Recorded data
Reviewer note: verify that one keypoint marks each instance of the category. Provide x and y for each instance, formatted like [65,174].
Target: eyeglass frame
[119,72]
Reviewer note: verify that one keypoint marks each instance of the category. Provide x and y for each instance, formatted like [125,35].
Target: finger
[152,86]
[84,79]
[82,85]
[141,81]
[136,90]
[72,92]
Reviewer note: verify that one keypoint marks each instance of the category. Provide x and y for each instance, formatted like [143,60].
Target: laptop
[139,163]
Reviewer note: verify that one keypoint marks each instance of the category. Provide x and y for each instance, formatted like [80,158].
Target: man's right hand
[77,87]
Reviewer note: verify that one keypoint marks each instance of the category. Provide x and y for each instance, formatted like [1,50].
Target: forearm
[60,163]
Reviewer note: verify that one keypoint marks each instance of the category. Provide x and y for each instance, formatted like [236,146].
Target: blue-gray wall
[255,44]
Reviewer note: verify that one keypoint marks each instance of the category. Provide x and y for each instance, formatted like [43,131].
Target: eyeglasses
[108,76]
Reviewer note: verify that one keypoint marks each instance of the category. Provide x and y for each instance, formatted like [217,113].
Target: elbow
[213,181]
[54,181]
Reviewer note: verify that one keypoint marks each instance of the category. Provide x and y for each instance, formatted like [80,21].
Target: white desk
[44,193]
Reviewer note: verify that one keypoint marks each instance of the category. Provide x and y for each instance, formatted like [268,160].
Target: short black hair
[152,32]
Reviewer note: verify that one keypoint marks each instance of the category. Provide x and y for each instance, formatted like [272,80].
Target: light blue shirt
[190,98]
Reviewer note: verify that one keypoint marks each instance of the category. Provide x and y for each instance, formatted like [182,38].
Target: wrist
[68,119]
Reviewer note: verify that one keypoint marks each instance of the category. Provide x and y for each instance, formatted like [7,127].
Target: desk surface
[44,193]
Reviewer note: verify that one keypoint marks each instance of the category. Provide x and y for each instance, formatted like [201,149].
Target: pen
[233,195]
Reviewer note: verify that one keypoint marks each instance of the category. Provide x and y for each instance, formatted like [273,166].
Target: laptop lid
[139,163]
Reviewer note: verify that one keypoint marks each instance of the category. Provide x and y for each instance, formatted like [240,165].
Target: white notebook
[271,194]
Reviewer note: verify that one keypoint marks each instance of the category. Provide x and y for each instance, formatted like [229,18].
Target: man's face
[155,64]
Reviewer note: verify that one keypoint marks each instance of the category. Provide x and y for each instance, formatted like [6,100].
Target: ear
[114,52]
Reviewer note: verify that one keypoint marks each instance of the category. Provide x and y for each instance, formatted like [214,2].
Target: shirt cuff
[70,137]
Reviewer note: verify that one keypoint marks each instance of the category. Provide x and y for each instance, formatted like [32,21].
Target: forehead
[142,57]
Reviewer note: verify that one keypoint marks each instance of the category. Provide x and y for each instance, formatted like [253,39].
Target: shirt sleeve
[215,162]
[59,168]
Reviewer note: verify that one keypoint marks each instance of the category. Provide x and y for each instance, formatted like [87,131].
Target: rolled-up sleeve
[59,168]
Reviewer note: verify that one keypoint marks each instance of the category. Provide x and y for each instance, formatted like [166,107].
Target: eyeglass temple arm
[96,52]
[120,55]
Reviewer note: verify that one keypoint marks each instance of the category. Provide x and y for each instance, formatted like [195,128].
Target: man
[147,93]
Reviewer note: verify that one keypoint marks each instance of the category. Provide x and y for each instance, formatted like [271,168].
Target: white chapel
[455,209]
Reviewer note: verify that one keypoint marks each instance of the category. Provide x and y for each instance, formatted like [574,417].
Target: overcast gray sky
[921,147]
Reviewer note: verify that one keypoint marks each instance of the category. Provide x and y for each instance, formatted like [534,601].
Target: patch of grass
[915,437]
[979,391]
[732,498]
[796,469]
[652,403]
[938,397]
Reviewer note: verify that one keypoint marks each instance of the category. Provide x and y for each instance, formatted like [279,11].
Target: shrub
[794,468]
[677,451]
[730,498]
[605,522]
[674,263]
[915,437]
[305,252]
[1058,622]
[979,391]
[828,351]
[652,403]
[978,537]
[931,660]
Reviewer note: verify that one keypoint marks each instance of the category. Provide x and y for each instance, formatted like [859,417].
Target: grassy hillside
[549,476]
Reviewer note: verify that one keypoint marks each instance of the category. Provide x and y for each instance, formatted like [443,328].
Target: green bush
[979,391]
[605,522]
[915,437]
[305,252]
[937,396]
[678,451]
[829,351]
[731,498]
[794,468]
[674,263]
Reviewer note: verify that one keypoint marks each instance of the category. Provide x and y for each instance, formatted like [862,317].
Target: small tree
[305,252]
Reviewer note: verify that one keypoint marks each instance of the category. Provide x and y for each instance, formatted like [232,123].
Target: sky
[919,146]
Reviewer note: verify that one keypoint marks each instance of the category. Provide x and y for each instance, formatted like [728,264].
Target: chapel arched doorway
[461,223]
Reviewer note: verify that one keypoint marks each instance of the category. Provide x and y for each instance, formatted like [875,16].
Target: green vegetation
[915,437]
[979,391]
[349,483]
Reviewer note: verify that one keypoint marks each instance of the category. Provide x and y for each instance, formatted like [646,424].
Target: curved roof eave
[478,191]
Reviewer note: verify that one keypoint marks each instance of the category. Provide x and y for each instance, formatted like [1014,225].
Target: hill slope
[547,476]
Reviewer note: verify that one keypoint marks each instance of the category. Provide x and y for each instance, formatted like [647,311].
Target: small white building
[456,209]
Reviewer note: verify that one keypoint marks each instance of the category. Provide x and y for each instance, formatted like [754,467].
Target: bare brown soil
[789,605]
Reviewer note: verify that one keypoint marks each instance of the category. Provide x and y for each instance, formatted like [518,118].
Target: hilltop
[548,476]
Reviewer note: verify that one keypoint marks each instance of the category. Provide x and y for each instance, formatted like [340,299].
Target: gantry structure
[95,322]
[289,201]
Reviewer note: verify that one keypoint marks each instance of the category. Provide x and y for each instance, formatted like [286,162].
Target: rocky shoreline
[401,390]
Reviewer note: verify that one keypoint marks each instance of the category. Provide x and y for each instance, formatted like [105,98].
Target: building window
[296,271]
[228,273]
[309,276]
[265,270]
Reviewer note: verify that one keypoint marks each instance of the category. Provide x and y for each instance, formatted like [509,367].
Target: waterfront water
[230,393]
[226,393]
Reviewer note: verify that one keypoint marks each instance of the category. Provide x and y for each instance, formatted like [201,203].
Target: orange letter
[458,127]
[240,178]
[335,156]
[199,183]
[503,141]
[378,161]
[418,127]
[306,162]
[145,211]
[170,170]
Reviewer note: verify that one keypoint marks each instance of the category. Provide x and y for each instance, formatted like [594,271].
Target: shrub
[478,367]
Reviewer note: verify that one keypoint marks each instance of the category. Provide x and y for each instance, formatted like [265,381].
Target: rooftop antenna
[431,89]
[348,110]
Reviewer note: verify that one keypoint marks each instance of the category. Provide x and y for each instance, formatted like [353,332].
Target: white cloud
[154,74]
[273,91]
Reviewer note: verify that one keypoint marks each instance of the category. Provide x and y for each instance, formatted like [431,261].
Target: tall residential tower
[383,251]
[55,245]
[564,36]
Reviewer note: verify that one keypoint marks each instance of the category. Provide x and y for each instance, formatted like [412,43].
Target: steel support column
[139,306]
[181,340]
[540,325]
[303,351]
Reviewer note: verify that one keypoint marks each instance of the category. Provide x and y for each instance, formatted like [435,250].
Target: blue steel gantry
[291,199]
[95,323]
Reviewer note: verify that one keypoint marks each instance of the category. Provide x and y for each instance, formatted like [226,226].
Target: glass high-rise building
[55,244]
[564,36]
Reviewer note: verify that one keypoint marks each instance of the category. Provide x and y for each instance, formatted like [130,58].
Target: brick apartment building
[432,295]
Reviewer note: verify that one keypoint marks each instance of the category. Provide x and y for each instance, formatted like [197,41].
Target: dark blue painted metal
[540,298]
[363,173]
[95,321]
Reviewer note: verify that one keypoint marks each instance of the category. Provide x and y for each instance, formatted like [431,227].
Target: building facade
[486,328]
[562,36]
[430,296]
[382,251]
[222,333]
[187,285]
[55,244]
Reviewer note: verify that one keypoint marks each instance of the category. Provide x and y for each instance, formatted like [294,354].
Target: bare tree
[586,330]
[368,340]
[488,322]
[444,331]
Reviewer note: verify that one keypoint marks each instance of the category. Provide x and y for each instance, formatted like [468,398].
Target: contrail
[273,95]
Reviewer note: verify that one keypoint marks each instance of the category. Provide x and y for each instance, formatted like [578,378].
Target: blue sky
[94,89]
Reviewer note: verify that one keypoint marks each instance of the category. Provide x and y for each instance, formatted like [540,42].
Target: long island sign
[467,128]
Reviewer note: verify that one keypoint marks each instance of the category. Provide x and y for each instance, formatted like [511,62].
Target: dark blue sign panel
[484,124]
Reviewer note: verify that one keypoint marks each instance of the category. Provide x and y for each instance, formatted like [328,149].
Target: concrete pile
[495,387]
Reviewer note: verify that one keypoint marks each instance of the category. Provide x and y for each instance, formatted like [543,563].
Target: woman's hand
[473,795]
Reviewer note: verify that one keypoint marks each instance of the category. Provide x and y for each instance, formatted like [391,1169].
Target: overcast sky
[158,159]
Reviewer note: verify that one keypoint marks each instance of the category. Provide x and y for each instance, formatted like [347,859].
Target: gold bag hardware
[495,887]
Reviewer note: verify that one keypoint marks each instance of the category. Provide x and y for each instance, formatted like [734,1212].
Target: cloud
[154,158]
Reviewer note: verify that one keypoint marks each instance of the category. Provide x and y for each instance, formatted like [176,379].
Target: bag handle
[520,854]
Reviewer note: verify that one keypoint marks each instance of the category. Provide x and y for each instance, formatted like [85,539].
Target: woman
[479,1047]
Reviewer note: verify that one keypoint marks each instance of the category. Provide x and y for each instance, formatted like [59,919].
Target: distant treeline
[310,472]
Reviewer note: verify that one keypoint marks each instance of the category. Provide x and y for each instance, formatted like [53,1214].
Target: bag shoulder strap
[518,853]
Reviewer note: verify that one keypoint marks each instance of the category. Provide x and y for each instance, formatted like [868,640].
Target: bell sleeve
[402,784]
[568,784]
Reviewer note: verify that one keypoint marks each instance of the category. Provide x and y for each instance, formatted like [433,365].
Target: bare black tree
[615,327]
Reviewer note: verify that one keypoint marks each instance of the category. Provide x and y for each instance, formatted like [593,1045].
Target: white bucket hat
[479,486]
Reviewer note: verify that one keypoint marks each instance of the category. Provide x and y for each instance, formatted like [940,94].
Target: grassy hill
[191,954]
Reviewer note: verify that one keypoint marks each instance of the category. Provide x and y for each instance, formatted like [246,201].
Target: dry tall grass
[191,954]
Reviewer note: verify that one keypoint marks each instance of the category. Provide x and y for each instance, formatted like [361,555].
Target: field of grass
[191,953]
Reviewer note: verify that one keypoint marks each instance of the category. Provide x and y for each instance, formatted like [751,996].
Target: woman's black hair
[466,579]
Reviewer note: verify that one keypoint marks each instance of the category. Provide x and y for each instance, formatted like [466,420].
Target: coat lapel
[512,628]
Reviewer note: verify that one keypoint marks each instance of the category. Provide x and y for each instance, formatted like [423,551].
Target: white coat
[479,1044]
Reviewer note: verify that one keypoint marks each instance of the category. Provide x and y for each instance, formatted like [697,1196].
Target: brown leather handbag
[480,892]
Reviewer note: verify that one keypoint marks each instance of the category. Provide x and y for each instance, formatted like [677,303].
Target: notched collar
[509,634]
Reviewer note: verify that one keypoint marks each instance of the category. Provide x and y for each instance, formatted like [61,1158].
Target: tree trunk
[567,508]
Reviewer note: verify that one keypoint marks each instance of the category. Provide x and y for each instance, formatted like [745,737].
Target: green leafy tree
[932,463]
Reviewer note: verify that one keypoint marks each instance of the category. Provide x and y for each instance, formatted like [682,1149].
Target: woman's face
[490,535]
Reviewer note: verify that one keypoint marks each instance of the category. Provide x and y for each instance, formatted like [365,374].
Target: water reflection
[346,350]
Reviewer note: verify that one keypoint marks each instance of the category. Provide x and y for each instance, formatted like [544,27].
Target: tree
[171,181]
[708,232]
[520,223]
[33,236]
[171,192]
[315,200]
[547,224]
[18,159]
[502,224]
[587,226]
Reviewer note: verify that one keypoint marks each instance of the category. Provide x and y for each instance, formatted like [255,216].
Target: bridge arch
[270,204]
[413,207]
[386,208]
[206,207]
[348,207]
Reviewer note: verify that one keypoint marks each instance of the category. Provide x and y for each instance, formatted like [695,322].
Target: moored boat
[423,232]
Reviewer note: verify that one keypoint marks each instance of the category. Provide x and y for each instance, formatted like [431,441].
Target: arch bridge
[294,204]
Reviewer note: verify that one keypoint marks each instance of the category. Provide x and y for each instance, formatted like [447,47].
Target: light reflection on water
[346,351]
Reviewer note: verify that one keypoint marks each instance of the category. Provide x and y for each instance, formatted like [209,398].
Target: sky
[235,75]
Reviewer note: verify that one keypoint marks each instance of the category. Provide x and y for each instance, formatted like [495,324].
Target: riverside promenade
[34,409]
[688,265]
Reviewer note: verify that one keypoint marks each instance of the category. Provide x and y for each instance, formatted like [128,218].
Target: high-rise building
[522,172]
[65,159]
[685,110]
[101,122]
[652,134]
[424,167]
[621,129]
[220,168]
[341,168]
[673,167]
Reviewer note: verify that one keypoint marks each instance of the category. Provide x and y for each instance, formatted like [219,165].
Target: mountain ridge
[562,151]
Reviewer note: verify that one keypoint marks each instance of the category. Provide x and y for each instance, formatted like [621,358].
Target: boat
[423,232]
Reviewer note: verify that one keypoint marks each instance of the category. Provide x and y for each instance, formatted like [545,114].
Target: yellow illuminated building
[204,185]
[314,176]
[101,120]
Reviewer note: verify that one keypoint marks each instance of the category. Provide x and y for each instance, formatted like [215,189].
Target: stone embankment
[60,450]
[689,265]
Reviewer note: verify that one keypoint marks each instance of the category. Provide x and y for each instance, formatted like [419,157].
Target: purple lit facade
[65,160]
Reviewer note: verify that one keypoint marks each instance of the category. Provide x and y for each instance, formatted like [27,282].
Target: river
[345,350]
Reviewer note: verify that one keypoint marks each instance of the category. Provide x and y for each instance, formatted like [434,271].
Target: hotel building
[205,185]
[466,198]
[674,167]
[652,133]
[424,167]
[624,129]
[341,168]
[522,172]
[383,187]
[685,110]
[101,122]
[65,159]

-- THE REQUEST --
Your task is to return, exactly and on their own, the lines from the one containing "formatted like [128,218]." through the last line of the listing.

-- SOLUTION BELOW --
Reviewer note: verify that one keypoint marks each instance of the category. Provide x and y for each instance, formatted like [128,218].
Target: high-rise building
[522,172]
[65,159]
[685,110]
[101,122]
[652,134]
[424,167]
[621,129]
[220,168]
[341,168]
[673,167]
Reviewer note: verify that one keypoint marks each instance of the category. Provide x and y for each instance, formatted like [219,165].
Target: mountain ridge
[562,151]
Reviewer note: verify that one keypoint marks each instance of the category. Provide x and y for each instance, formatted like [621,358].
Target: boat
[423,232]
Reviewer note: verify that one keypoint marks each instance of the category. Provide x and y for each instance, formatted like [545,114].
Target: yellow illuminated building
[204,185]
[314,176]
[101,120]
Reviewer note: verify that one keypoint marks each instance of the category. Provide x and y for each instance, formatted like [215,189].
Target: stone embankment
[60,450]
[689,265]
Reviewer note: verify that one keypoint marks each instance of the category. Provide x and y for each instance, formatted like [419,157].
Target: purple lit facade
[65,160]
Reviewer note: verify that one keypoint marks each instance of the category. Provide x and y for each instance, formatted like [27,282].
Target: river
[345,350]
Reviewer note: verify that one keypoint marks each instance of the category. Provide x and y for each instance, formatted like [434,271].
Target: hotel building
[205,185]
[466,198]
[674,167]
[652,133]
[424,167]
[624,129]
[341,168]
[522,172]
[383,187]
[685,110]
[101,122]
[65,159]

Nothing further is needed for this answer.